SOURCE MATERIAL section start

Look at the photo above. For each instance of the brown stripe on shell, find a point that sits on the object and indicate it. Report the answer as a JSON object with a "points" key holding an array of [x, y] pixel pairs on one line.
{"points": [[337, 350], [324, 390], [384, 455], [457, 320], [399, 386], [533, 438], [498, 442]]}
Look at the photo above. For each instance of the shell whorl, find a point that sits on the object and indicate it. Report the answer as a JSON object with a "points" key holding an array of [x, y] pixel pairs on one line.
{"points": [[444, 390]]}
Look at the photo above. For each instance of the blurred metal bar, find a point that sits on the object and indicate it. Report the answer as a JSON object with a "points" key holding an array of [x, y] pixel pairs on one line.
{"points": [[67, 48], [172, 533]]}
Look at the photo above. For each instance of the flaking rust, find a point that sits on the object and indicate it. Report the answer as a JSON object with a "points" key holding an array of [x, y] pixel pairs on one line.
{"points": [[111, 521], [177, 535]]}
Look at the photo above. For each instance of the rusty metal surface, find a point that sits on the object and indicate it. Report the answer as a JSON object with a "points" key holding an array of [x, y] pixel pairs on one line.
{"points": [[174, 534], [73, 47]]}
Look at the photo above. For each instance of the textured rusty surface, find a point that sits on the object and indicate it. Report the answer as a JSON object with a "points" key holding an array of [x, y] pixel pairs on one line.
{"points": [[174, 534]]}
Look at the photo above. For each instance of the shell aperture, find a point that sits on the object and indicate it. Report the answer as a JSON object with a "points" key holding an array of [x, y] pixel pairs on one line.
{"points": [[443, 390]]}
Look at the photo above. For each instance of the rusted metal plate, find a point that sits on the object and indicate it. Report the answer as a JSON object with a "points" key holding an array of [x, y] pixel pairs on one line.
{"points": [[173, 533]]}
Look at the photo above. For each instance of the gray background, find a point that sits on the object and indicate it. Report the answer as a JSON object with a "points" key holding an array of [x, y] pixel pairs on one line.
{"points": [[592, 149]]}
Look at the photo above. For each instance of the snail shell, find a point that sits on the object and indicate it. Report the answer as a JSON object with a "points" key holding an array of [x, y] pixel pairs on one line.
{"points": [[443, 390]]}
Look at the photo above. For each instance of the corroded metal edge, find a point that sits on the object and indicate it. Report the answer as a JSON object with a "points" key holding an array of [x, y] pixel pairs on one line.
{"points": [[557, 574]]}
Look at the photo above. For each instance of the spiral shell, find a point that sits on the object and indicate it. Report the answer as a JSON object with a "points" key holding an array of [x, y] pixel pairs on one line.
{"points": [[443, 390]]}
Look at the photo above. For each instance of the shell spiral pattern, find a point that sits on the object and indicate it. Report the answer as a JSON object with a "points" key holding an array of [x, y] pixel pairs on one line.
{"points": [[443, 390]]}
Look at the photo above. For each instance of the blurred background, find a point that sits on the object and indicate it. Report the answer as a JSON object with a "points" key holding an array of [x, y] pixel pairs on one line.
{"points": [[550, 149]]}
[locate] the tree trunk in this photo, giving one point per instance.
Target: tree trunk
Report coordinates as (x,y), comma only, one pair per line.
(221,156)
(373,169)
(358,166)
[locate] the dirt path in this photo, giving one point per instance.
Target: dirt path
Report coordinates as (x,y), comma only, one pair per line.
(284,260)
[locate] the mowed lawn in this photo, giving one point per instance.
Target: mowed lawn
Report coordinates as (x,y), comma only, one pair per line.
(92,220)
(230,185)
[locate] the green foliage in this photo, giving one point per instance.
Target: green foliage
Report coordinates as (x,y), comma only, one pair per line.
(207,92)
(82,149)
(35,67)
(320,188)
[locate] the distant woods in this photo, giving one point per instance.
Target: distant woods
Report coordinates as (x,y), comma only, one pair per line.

SOURCE MATERIAL section end

• HOW TO COMPLETE THIS TASK: From the records above, pull every line that carries the word "mowed".

• RESULT BELOW:
[locate] the mowed lawn in this photo, giving one point per instance.
Target: mowed lawn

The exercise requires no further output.